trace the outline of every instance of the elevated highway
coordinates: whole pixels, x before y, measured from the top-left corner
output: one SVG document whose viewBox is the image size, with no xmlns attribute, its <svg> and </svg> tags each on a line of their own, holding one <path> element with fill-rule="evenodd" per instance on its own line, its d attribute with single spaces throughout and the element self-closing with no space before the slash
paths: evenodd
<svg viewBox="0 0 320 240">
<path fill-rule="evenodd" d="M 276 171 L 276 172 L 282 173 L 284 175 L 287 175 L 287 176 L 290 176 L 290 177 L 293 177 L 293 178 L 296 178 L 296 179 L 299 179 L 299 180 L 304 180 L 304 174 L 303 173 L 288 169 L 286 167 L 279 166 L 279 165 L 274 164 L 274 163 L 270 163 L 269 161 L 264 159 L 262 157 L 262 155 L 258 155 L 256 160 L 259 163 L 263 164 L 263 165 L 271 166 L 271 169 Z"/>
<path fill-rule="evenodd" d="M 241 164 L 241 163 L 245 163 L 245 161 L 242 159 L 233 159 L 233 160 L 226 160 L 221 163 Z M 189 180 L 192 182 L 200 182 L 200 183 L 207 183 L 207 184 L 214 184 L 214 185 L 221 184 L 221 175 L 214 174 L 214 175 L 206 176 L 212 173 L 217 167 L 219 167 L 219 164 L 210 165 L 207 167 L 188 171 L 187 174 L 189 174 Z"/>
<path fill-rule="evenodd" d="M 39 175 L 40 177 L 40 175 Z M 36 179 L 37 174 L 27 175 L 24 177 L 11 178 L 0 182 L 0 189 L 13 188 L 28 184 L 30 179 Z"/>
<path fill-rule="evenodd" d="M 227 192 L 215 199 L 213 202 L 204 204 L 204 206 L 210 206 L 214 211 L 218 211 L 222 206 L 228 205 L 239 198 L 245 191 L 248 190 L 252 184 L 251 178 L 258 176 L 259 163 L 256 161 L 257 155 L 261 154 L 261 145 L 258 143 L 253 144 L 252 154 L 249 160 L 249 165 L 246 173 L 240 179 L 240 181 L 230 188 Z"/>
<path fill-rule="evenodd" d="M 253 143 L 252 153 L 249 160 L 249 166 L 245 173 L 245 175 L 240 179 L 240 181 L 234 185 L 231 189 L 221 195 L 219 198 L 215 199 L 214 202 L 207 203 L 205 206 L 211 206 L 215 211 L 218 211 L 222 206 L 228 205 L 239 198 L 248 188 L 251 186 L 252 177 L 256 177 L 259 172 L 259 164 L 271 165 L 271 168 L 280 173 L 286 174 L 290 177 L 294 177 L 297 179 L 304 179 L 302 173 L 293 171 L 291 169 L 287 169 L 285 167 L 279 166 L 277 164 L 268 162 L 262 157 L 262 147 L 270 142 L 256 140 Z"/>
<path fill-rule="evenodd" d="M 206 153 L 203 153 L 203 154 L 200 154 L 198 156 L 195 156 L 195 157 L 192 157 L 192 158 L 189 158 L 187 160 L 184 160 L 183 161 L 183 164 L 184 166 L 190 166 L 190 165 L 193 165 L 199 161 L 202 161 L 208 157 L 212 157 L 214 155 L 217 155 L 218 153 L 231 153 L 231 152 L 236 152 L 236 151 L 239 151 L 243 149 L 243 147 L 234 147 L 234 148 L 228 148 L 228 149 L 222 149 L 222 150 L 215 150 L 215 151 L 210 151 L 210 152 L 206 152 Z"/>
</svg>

* * * * * * *

# [PROBLEM STATEMENT]
Reproduce, exactly and without additions, the run of lines from the start of the listing above to the line bearing "output: one SVG", inclusive.

# [COMPLETED EXERCISE]
trace the outline of every instance of the elevated highway
coordinates: whole pixels, x before y, measured from the top-left corner
output: one SVG document whose viewBox is the image size, with no xmlns attribute, its <svg> and </svg> tags each on a line of their own, holding one <path> element with fill-rule="evenodd" per instance on its own line, its d attribute with single spaces throughout and the element self-closing with no space before the slash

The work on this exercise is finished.